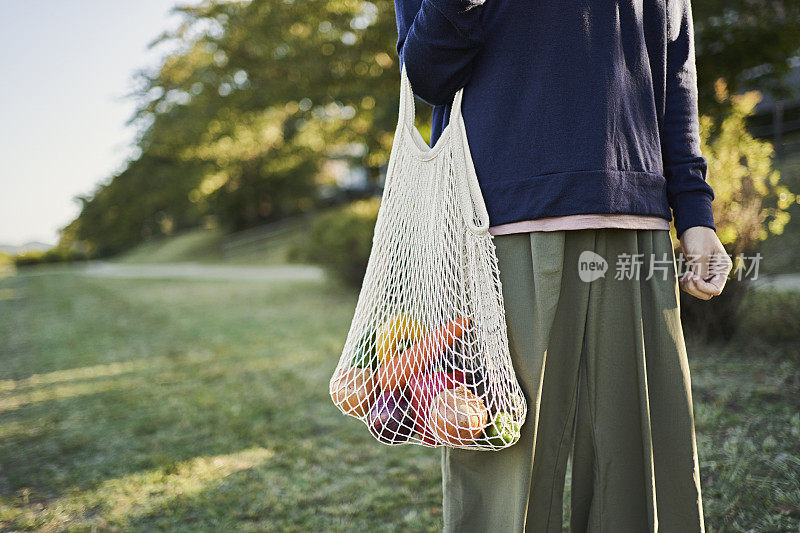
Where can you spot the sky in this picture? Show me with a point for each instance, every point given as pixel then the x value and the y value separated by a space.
pixel 65 71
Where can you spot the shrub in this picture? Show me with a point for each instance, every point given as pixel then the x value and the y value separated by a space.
pixel 340 240
pixel 750 204
pixel 771 315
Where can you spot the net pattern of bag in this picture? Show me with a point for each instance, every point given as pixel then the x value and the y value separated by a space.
pixel 426 360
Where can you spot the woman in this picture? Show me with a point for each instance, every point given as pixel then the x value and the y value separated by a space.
pixel 582 123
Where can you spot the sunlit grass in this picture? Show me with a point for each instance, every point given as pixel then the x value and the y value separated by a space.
pixel 195 405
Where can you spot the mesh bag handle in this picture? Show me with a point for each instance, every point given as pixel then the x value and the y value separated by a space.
pixel 477 217
pixel 426 360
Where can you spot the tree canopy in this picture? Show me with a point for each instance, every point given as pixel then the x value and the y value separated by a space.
pixel 236 122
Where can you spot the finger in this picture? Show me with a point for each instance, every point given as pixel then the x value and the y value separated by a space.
pixel 715 284
pixel 690 286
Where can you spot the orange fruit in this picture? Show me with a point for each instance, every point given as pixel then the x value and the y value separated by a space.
pixel 457 416
pixel 353 391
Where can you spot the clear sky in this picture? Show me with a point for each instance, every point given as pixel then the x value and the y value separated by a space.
pixel 65 68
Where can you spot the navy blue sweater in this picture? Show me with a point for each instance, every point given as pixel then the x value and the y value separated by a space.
pixel 571 106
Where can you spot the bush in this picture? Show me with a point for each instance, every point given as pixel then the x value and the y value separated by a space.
pixel 750 203
pixel 340 240
pixel 771 315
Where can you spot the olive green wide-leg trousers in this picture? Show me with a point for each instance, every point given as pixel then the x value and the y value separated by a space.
pixel 604 369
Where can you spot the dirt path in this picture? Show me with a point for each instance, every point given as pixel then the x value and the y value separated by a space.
pixel 105 269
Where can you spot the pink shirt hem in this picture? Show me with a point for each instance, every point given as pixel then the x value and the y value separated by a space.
pixel 577 222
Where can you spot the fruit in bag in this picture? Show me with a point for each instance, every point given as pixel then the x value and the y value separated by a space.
pixel 503 430
pixel 394 373
pixel 366 355
pixel 390 418
pixel 353 391
pixel 395 334
pixel 422 390
pixel 457 416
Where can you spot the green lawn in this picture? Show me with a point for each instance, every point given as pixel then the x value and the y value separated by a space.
pixel 195 405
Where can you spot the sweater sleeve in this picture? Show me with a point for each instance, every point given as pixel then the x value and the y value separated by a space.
pixel 437 40
pixel 685 168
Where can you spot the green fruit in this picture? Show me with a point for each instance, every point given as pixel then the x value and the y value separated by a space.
pixel 365 355
pixel 503 430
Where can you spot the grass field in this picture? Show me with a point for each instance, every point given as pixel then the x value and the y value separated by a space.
pixel 195 405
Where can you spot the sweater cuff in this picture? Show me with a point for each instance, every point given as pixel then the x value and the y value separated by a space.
pixel 464 15
pixel 692 208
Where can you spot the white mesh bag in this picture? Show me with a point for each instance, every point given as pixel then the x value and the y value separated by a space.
pixel 426 360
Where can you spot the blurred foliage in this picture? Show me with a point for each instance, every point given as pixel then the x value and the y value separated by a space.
pixel 748 43
pixel 236 122
pixel 254 96
pixel 53 255
pixel 750 203
pixel 341 239
pixel 772 316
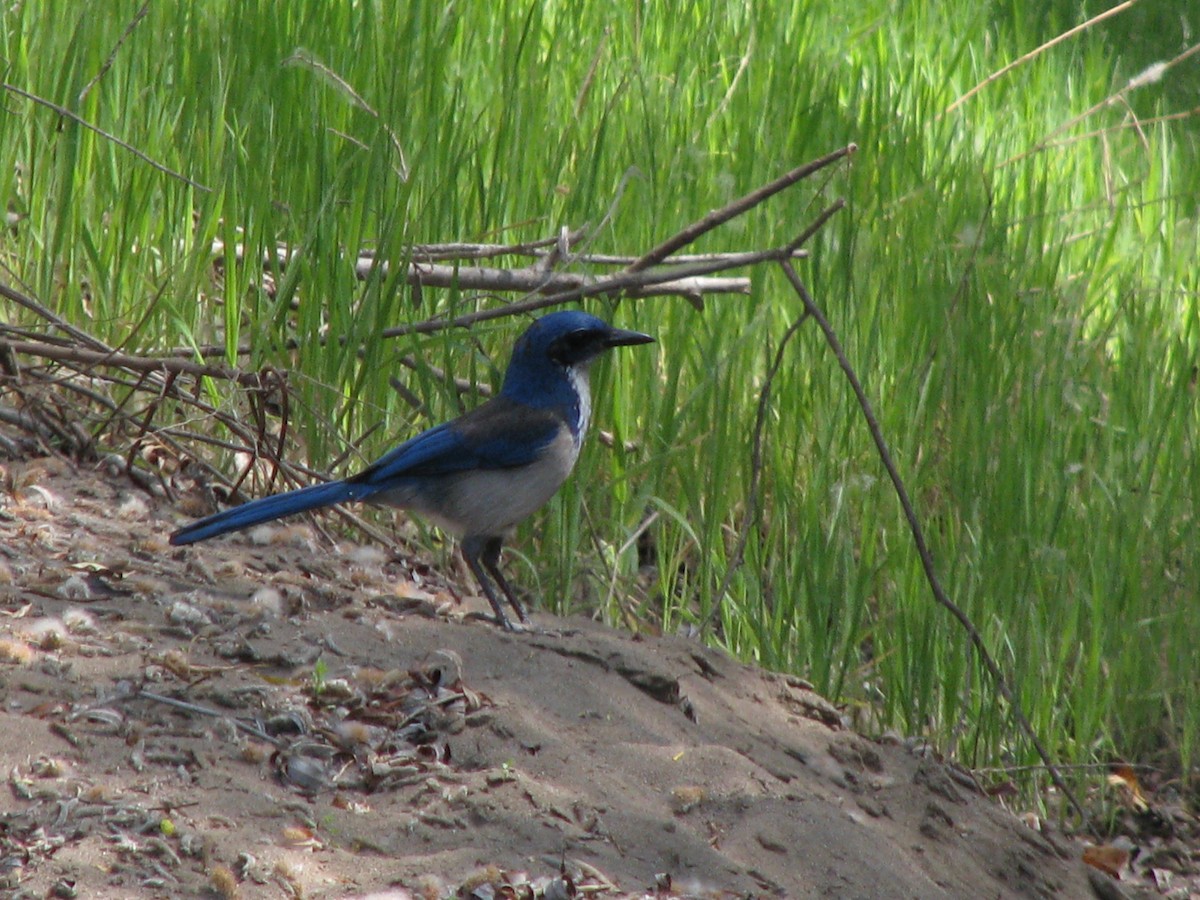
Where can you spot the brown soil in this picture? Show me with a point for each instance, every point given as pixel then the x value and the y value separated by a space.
pixel 439 755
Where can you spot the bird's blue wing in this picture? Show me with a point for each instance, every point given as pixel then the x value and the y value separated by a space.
pixel 498 435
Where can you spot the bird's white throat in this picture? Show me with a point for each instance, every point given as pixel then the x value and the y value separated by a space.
pixel 580 383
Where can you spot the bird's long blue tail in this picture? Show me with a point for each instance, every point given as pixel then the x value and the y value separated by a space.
pixel 268 508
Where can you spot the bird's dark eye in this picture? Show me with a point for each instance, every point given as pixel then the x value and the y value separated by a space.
pixel 574 347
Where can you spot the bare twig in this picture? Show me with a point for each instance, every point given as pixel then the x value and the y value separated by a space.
pixel 529 280
pixel 736 209
pixel 1115 99
pixel 125 145
pixel 751 510
pixel 1037 52
pixel 927 558
pixel 112 57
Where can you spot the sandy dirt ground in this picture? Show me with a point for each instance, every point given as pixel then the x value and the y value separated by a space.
pixel 271 715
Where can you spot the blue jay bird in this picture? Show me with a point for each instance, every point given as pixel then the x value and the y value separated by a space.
pixel 480 474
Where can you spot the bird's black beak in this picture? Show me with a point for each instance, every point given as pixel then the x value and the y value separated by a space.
pixel 619 337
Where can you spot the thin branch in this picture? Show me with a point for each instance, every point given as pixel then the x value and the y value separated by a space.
pixel 927 557
pixel 129 361
pixel 615 285
pixel 112 57
pixel 125 145
pixel 1037 52
pixel 735 209
pixel 753 495
pixel 1134 83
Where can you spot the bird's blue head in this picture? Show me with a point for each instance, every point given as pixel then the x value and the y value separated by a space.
pixel 550 361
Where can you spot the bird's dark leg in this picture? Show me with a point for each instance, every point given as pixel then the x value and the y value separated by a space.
pixel 491 558
pixel 485 552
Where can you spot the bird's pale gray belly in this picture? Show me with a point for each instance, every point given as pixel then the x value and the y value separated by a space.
pixel 487 502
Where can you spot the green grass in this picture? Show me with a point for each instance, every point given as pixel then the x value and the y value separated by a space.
pixel 1019 299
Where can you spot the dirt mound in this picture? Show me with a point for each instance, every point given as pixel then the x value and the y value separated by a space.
pixel 366 737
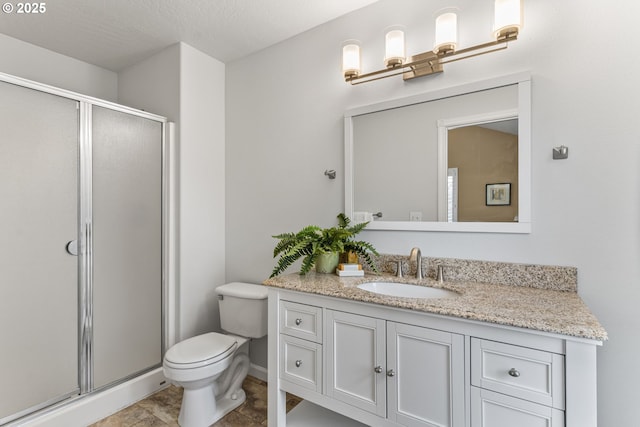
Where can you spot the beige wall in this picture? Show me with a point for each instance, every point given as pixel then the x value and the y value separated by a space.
pixel 483 156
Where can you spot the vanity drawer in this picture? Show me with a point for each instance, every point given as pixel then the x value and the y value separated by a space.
pixel 301 320
pixel 533 375
pixel 301 362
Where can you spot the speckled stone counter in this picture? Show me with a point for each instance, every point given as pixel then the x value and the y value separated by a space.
pixel 533 307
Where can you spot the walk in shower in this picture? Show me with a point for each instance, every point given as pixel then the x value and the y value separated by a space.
pixel 83 245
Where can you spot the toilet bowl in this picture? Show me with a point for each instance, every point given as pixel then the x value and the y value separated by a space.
pixel 211 367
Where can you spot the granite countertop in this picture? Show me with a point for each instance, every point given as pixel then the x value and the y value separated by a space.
pixel 561 312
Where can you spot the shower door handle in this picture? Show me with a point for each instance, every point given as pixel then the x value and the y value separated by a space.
pixel 72 248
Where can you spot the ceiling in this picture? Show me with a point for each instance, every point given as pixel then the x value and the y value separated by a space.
pixel 114 34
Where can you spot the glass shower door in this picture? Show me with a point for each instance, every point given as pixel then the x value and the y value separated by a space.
pixel 38 276
pixel 127 245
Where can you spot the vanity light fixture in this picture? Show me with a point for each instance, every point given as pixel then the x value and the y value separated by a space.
pixel 507 24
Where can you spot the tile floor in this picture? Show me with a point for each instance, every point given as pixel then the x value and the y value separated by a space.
pixel 163 407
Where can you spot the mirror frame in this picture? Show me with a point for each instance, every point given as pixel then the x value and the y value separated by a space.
pixel 523 80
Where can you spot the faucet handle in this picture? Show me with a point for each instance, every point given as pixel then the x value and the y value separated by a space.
pixel 399 269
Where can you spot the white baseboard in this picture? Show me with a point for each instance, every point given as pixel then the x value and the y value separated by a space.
pixel 259 372
pixel 88 410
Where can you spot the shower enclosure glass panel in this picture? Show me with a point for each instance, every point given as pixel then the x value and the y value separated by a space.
pixel 127 245
pixel 38 277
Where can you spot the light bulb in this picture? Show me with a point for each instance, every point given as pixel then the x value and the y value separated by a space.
pixel 446 33
pixel 351 59
pixel 508 18
pixel 394 48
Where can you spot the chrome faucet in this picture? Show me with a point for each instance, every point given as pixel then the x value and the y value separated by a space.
pixel 417 254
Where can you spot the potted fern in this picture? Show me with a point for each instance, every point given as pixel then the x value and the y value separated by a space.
pixel 321 247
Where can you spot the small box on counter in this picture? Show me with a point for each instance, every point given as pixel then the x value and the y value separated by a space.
pixel 349 267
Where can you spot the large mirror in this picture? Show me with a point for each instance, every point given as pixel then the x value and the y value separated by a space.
pixel 456 159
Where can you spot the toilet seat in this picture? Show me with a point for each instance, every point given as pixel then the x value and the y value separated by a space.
pixel 200 351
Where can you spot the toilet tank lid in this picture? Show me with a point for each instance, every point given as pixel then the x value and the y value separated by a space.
pixel 243 290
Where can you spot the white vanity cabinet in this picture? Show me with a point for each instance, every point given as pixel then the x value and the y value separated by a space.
pixel 515 386
pixel 386 366
pixel 410 375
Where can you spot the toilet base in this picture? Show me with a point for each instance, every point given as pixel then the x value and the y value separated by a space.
pixel 192 415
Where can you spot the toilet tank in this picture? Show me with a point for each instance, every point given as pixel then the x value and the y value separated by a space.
pixel 243 309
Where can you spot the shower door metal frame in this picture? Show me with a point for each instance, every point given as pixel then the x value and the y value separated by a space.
pixel 85 255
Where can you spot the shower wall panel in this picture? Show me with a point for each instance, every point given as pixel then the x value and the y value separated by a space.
pixel 38 277
pixel 81 245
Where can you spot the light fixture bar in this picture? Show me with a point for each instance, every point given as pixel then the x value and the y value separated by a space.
pixel 427 63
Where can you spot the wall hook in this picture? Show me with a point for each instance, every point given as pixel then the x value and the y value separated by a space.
pixel 561 152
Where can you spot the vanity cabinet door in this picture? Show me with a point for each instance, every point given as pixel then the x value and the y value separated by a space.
pixel 356 371
pixel 425 376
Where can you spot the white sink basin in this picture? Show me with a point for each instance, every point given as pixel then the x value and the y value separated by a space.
pixel 406 290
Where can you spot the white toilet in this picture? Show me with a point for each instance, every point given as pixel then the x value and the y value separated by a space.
pixel 211 367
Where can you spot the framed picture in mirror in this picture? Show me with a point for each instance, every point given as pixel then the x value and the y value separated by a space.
pixel 498 194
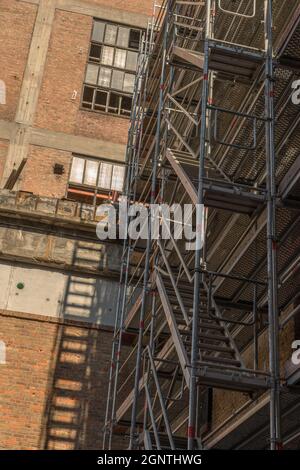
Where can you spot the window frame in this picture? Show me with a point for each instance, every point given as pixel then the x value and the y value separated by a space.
pixel 111 92
pixel 92 189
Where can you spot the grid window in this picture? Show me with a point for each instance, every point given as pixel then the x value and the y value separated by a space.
pixel 97 174
pixel 111 68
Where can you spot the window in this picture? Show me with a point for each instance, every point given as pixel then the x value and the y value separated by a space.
pixel 111 68
pixel 96 174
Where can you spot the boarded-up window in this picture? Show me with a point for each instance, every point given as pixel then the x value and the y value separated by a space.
pixel 112 65
pixel 96 173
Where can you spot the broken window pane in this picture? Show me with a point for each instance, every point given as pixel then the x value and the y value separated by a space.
pixel 107 55
pixel 98 31
pixel 104 179
pixel 77 170
pixel 117 178
pixel 126 105
pixel 100 100
pixel 131 62
pixel 114 103
pixel 104 77
pixel 117 79
pixel 91 73
pixel 95 53
pixel 120 58
pixel 129 82
pixel 91 171
pixel 110 34
pixel 123 37
pixel 88 93
pixel 134 39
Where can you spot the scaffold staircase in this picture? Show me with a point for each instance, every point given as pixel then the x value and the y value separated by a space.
pixel 219 361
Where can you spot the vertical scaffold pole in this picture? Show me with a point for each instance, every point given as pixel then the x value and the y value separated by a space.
pixel 133 428
pixel 121 299
pixel 275 431
pixel 199 252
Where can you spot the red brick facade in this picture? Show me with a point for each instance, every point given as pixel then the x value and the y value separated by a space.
pixel 54 385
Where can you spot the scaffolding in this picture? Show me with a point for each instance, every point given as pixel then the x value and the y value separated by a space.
pixel 201 133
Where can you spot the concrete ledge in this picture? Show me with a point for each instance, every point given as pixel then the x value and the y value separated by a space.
pixel 56 321
pixel 100 11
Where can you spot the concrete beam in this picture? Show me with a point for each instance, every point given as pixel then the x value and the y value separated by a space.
pixel 107 13
pixel 67 142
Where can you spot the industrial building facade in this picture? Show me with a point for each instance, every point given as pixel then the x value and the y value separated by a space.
pixel 67 71
pixel 149 344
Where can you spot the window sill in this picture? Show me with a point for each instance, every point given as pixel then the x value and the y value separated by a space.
pixel 104 113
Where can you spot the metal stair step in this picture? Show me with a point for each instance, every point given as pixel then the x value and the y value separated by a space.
pixel 211 347
pixel 221 360
pixel 210 326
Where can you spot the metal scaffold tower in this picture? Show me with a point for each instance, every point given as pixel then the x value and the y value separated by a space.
pixel 202 133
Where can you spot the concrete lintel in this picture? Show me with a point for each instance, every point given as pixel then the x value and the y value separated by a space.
pixel 100 11
pixel 67 142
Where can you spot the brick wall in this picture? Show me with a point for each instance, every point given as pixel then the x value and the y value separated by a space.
pixel 17 20
pixel 64 74
pixel 3 152
pixel 54 384
pixel 226 404
pixel 38 177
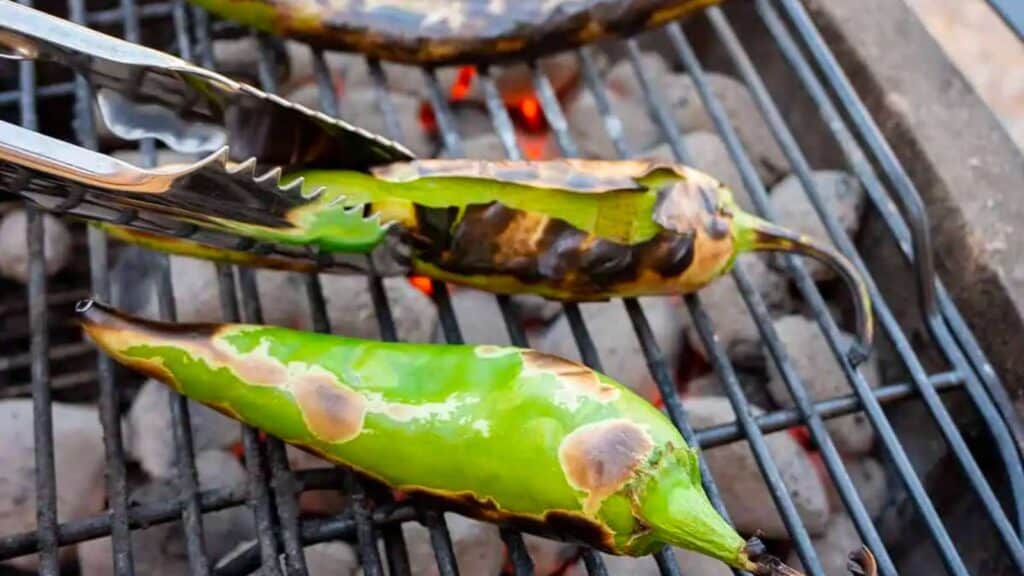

* **What you should do**: Look above for the line containing "Where can you spot the metal scaffold"; output that line and all lines after it through the last one exactly, without the pictures.

* **Answer to this task**:
Where can you spot the metal scaffold tower in this picture? Show me with a point for each instance, every point given as pixel then the x value and the y value separated by a space.
pixel 202 133
Where can you spot the concrete lintel in this picture? Show me with a point for each instance, every point given as pixel then the x value and the y value separated by a space.
pixel 100 11
pixel 67 142
Where can you spot the brick wall in this picture? Show me with a point for each instance, every point given as pixel then the x value and the y value separated by a space.
pixel 17 20
pixel 64 74
pixel 3 152
pixel 54 384
pixel 226 404
pixel 38 177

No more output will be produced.